Assignment:
Repeat the entries word for word. Leave nothing out.

[[ Stored data, beginning ]]

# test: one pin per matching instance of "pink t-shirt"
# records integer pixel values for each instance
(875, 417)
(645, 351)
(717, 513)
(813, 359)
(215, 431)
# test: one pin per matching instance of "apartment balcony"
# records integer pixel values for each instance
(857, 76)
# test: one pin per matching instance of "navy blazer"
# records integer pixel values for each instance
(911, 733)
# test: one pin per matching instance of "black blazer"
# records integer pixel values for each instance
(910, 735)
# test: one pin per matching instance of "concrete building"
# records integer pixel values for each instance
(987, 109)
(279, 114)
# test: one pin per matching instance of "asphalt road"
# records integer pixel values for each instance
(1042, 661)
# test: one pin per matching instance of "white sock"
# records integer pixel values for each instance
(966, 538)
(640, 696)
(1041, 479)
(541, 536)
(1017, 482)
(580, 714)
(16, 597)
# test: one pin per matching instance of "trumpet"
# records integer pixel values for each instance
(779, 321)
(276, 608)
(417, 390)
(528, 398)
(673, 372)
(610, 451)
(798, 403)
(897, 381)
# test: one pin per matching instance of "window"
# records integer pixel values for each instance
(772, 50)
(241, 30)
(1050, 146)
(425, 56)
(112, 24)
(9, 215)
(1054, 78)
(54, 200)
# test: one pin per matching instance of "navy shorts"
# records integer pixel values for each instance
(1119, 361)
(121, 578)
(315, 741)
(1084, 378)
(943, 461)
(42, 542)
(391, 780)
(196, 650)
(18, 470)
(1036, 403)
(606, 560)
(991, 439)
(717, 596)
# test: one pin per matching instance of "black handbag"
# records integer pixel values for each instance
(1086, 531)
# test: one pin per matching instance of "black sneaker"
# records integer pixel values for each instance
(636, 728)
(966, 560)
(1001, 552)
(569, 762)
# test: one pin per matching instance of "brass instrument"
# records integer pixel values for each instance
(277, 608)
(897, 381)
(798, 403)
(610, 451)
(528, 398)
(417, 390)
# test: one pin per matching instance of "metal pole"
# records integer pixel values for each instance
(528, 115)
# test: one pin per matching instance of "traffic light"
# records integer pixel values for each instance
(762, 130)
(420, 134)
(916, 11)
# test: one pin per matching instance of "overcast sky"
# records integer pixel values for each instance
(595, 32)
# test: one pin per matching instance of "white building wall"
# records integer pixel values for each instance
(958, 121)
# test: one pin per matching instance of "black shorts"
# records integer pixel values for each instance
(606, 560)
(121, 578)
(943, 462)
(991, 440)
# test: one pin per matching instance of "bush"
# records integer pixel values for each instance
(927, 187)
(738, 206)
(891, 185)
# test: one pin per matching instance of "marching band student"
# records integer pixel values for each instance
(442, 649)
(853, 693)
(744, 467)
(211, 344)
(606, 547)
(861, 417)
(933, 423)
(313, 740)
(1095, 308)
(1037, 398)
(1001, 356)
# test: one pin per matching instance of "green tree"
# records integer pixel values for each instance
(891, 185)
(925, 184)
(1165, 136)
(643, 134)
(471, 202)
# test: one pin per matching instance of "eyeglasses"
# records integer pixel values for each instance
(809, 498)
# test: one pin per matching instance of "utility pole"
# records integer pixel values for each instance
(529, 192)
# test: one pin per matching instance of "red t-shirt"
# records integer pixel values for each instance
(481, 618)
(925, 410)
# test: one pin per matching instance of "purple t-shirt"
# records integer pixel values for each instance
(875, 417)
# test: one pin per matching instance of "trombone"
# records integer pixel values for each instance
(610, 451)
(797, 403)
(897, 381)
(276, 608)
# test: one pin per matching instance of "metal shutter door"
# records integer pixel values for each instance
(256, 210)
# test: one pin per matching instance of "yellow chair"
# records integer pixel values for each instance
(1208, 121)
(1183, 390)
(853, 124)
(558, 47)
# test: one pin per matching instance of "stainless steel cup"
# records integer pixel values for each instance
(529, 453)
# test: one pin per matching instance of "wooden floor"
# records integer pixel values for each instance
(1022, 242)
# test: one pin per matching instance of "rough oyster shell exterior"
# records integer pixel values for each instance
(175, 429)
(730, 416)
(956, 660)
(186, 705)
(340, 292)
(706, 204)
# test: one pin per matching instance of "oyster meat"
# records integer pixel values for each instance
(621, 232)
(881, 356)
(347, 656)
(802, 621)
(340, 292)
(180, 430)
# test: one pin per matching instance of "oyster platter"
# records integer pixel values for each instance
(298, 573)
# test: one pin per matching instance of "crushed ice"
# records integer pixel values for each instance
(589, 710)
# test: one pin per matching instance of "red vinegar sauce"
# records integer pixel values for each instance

[[ Stored data, end ]]

Solution:
# test: one pin per matching instance of "pink t-shirt"
# records integer pixel values for each instance
(875, 417)
(645, 351)
(717, 513)
(813, 359)
(215, 431)
# test: one pin per matching instance of "apartment balcony"
# records integer pixel values for each instance
(857, 76)
# test: one pin per matching instance of "navy blazer"
# records integer pixel values for each instance
(911, 733)
# test: one pin per matching instance of "black blazer"
# records integer pixel values for each instance
(910, 735)
# test: one pin per matching instance of "concrete building"
# records integer pixel values for each instance
(987, 109)
(279, 114)
# test: one pin per matching instance of "asphalt road"
# records integer pixel values for each instance
(1042, 661)
# test: one pin per matching instance of "white sock"
# records integer pixel values for each instance
(966, 538)
(640, 696)
(1041, 479)
(541, 536)
(1017, 482)
(580, 714)
(16, 597)
# test: one pin per matching instance of "trumpet"
# records integer pixel values for each instance
(779, 321)
(276, 608)
(417, 390)
(528, 398)
(673, 372)
(610, 451)
(798, 403)
(897, 381)
# test: one pin per matching instance of "window"
# records integer pixel values for each instance
(772, 50)
(241, 30)
(1050, 146)
(425, 56)
(112, 24)
(9, 215)
(1054, 78)
(54, 200)
# test: one pin per matching instance of "navy shorts"
# records integer pixel values for each instance
(1119, 361)
(121, 578)
(315, 741)
(1084, 378)
(943, 461)
(42, 542)
(391, 780)
(196, 650)
(18, 470)
(1036, 403)
(606, 560)
(991, 439)
(717, 596)
# test: one pin per matching instance of "black handbag"
# records integer pixel values for each instance
(1086, 531)
# test: one pin per matching instance of "black sneaker"
# records integer pixel values for each instance
(636, 728)
(966, 560)
(1001, 552)
(569, 762)
# test: one pin per matching instance of "brass instrument"
# records integer pixel values for each instance
(277, 608)
(897, 381)
(798, 403)
(610, 451)
(528, 398)
(417, 390)
# test: one pin per matching instance of "metal pole"
# records integer pixel values for each instance
(528, 115)
# test: one pin per matching instance of "traffic light"
# records integer pixel values for each instance
(762, 130)
(420, 134)
(916, 11)
# test: one pin per matching instance of "overcast sky"
# records integer pixel values for each instance
(595, 32)
# test: one pin per matching instance of "white building wall"
# records integer pixel values for each instance
(958, 121)
# test: one pin per matching instance of "black shorts"
# records integer pixel values for each instance
(606, 560)
(121, 578)
(943, 462)
(991, 440)
# test: one pin per matching instance of "bush"
# records integer pixel values for each instance
(927, 187)
(738, 206)
(891, 185)
# test: one pin per matching instance of "marching band student"
# records integer pixel values for each instance
(442, 649)
(853, 693)
(744, 467)
(211, 344)
(606, 547)
(861, 417)
(933, 423)
(313, 740)
(1095, 308)
(1037, 398)
(1001, 356)
# test: one pin per matching instance of "green tree"
# records integer pixel values for each instance
(891, 185)
(925, 184)
(1165, 136)
(643, 134)
(471, 202)
# test: one pin per matching instance of "eyeglasses"
# records integer pixel values for each instance
(809, 498)
# test: one pin per matching instance of "utility pole"
# records integer pixel values for each instance
(529, 192)
# test: one pin per matching instance of "red t-shirt"
# records integer pixel values for each instance
(481, 618)
(925, 410)
# test: one pin per matching instance of "purple t-shirt"
# records integer pixel values for each instance
(875, 417)
# test: one pin per matching instance of "trombone"
# records integer pixel values for each instance
(610, 451)
(797, 403)
(897, 381)
(276, 608)
# test: one pin per matching instance of "metal shutter door"
# records integer pixel values for each instance
(256, 210)
# test: one pin per matching instance of "yellow chair"
# records integer pixel values for each instance
(1208, 121)
(1183, 390)
(853, 124)
(558, 47)
# test: one pin per matching instance of "stainless steel cup"
# records integer pixel values for each instance
(529, 453)
# test: one pin per matching instance of "wooden floor"
# records integer pixel values for each instance
(1022, 242)
# test: one pin per matching instance of "rough oyster shell exterior"
# records integer pixel values for each instance
(175, 429)
(730, 416)
(956, 660)
(186, 705)
(340, 292)
(706, 204)
# test: one pin per matching instance of "oyster meat"
# records integer pixel values for each instance
(621, 232)
(881, 356)
(347, 656)
(802, 621)
(340, 292)
(180, 430)
# test: one pin per matching instance of "oyster platter"
# records integer pixel values for each instance
(298, 573)
# test: one pin per matching instance of "crushed ice"
# records integer pixel values for each instance
(589, 710)
# test: one pin per matching instance of "red vinegar sauce"
# records integer pixel values for each instance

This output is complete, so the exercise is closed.